Kuro Eatery restaurant review: everything here just feels right
Perhaps the best of its kind in London’s west area, where half of the mystical pleasure derives from the high-decibel rhythms
You’ve likely spent a good part of your life searching for that platonic ideal of a restaurant, the one that can consume you, give off a warm, heady, cocooning feel from the instant you step through the door to the moment you sink your third Manhattan of the evening, tap your credit card, and dive into the Uber home. There’s a certain, all-pleasure rhythm that runs through the Valhallan dining-room of our dreams – and at Kuro Eatery, perhaps the exemplar of the restaurant ideal, the warm, heady, cocooning, all-pleasure-rhythm thing is very real.
Is Notting Hill the place to dine-out at the moment? If recent food press is anything to go off, then it could well be. The neighbourhood has been complimented by Times critic Giles Coren, who, last Christmas, reviewed a trio of eateries in the area (Caia, which blends open-fire cooking and great wines with music; the urban-rustic joys of The Pelican; and Kuro Eatery). Jimi Famurewa pointed out that a trip to the latter “is to be steadily ambushed by wave after wave of unexpected brilliance.” And the lifestyle-section listicles – the types that send eating enthusiasts eight stops down the Metropolitan line on a Tuesday night – seem to be in awe with the community of late.
The approach to Kuro Eatery will consist of you either being hit by the heavy thrum of Fords and Toyotas on Notting Hill Gate, or being absorbed into the side streets by the twee pastel houses around the area east of Holland Park. When you get there, you’ll see a complete-white facade, and, in the corner of your eye, you may catch the subterranean kitchen in which the hands of a line cook will be packing in diced bits of bream into a silver stacking ring. You’ll knock on the triple-window door and wait for the front of house to whisk you lovingly inside, like a zia to a nephew she’s not seen for two long summers. You’ll give your name, skim past the tightly packed table arrangement of men whose shirt collars poke out of their jumpers and women in flowing Jigsaw dresses. You’ll take your seat and study the clean, spartan lines of the blondewood fit-out with the intense enthusiasm of an architecture grad. You’ll order a matcha tonic – and all will be well.
Pork, chilli pork fat, aged soy sauce
Artful dishes – often done in small scales – in London continue without cease and generally make for a good time, a pleasurable experience that will usually consist of a carafe or two of low-intervention drops, cuts of animal that are generally from a small, well-bred stock and cooked in a way that accentuates the quality of the meat, and an interior that seems to have been lifted from a Monocle spread. And whether you lean towards the wonderful pokerchip-sized tortelli at Brawn, the mille-feuille of eels and potato at Sessions Arts Club, or the deep-wine list of P. Franco, everyone has their favourite.

========================================

Objectives:
[A] Rewrite the rows from the line containing "Target: aluminum pie tin" through the end of the rows, replacing "instance" with "object" and keeping everything else the same.
[B] Write the next part of the Kuro Eatery review, picking up after its final paragraph.
The rows after this point have no connection to the Kuro Eatery review and are separate material.

========================================

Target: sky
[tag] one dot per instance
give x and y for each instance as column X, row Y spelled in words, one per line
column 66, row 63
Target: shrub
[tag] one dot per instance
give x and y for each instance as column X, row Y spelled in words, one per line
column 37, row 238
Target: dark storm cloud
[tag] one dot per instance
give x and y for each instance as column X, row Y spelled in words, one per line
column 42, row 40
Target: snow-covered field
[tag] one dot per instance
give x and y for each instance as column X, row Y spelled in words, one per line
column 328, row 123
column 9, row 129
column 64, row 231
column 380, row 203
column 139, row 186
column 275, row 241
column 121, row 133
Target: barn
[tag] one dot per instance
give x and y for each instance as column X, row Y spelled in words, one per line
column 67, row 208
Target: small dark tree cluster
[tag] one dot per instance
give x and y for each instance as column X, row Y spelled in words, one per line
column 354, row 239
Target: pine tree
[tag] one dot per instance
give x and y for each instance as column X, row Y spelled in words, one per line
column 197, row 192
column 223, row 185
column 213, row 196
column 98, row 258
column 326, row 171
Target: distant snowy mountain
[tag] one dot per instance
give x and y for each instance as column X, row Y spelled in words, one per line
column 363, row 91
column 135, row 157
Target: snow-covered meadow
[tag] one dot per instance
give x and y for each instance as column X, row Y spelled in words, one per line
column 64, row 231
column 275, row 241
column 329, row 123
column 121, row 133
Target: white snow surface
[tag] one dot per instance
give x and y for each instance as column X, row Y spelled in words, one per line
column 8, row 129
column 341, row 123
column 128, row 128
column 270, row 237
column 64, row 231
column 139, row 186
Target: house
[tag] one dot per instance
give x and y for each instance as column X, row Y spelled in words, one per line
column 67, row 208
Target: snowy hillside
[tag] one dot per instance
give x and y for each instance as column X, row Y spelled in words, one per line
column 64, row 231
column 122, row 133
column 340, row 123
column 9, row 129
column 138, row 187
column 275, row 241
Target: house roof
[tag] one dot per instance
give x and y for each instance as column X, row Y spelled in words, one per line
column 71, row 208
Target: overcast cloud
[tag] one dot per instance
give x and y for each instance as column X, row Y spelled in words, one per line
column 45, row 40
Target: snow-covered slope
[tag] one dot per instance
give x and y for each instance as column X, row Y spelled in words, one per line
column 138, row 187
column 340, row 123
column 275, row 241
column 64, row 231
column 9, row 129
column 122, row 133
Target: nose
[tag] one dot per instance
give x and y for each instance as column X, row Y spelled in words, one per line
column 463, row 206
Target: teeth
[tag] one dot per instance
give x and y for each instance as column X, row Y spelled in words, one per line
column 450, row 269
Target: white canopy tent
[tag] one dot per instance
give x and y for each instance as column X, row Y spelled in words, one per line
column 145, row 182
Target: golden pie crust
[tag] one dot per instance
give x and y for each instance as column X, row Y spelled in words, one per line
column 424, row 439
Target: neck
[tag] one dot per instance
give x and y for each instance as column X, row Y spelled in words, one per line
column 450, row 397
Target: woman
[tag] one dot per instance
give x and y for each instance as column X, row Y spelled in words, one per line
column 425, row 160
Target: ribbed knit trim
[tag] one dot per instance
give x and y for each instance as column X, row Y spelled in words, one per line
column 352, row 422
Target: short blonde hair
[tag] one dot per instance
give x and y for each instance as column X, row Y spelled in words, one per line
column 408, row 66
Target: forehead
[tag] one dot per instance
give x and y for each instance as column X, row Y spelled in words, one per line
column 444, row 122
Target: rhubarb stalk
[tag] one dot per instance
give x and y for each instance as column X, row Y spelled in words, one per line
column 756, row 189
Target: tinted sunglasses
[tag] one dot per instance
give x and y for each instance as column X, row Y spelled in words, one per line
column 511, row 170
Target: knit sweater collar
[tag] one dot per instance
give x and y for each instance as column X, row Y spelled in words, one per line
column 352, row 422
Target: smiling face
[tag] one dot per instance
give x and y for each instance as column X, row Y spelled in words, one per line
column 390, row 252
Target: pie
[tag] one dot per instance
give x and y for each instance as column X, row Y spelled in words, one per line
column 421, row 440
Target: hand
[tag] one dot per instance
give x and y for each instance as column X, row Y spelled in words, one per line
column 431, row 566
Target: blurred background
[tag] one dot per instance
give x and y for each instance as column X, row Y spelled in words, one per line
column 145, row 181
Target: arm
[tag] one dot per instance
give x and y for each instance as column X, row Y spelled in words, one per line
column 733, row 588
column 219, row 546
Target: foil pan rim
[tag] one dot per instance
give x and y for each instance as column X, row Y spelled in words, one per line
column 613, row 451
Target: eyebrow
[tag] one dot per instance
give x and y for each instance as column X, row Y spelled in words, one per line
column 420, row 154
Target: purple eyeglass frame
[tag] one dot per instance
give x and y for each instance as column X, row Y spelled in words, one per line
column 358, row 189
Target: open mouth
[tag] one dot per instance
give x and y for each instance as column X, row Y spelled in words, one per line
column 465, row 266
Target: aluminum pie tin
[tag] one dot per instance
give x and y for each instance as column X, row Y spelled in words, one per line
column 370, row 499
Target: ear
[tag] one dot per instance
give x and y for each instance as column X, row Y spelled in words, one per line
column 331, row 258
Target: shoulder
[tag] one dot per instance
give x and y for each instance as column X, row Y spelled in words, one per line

========================================

Task-by-task outputs:
[A]
Target: aluminum pie tin
[tag] one dot per object
give x and y for each object as column X, row Y spelled in words, one per line
column 370, row 499
Target: ear
[tag] one dot per object
give x and y for each object as column X, row Y spelled in words, one per line
column 331, row 258
Target: shoulder
[tag] one dot per object
give x and y for each object as column X, row Y spelled in words, one per line

[B]
Kuro Eatery is perhaps the best of its kind in London’s west area, a full room where half of the mystical pleasure that imbues the first 30 minutes seems to derive from the high-decibel rhythms: W8’s extravagant gossip; the fast-flow of alcohol being poured; clear yearnings for the house speciality of flatbread saturated with a clot of sleek, smooth goat’s cheese and large swathes of fermented hot honey; and great sighs of pure bliss.
The chef Andrianos Poulis, who was a sous to chef Tom Brown at the fish-heavy Hackney Wick restaurant Cornerstone, oversees the hobs, and it is in his bream where he shows his hand – a stout, tightly packed cylinder of fish with brunoise cuts of green apple and tiny bits of fermented chilli, stacked with the sharp precision of an Albers painting and dressed out with the finesse one might often associate with ambitious restaurants, with a beautiful, cool whoosh of sea and heat that speaks of the everyday flavours of Peru. You’ll find that the matcha tonic, whose savoury grassiness pings to life with effervescence, is very appropriate at this point.
Spaghettoni, clams, bottarga
If you arrive hungry, you’ll likely turn to the four-top next to you and watch as their server surgically dissects a plate of brill with the regard of an archaeologist brushing around a fossil, and you might regret overlooking it were it not for the spaghettoni that hits your table almost immediately as the previous plate departs, like Heathrow’s runway during the summer rush.
The jumble of noodles, whose ribbed appearance may have you thinking of the Michelin Man, is a miraculous thing, boiled to a pleasant, giving texture that collapses under your teeth with the slightest of chews, neither overcooked to oblivion nor done to the Italian preference of ‘al dente’, and its slick of bottarga and clams fuse together to reach that ideal point where you don’t know where the pasta ends and the sauce begins, a tie-in as harmonious as anything else in nature.
And though the spirit at global-inspired, mini-dishes restaurants often tilts towards the lighter side of the kitchen – small arrangements that impart subtle flavours – Kuro Eatery also has its more aggressive weaponry: a loin cut of pork is sliced widthways and cooked to a hue just below pink, with the juiced fleshiness of a heritage roast and soaked with a little glug of pork fat streaked with beads of aged soy sauce and jabbed-up with hints of chilli that has the faint, fiery whoosh of Lao Gan Ma, but is an entirely different heat of its own.
Is the tarte tatin – a notebook-sized pastry with edges marked by fire; a debossed centre of mandolined apple; and a quenelle of goat’s cheese that prevents the dish from reaching either the mouth-obliterating tang of an American-diner pie and the bitter-melancholy notes of an amateur bake – the finest dessert to have appeared in London in recent months? It is certainly an essay in great kitchen principles – fine ingredients, balance, and pleasure – and you’ll likely be thinking about it in that Uber home. Kuro Eatery is just a great place to be.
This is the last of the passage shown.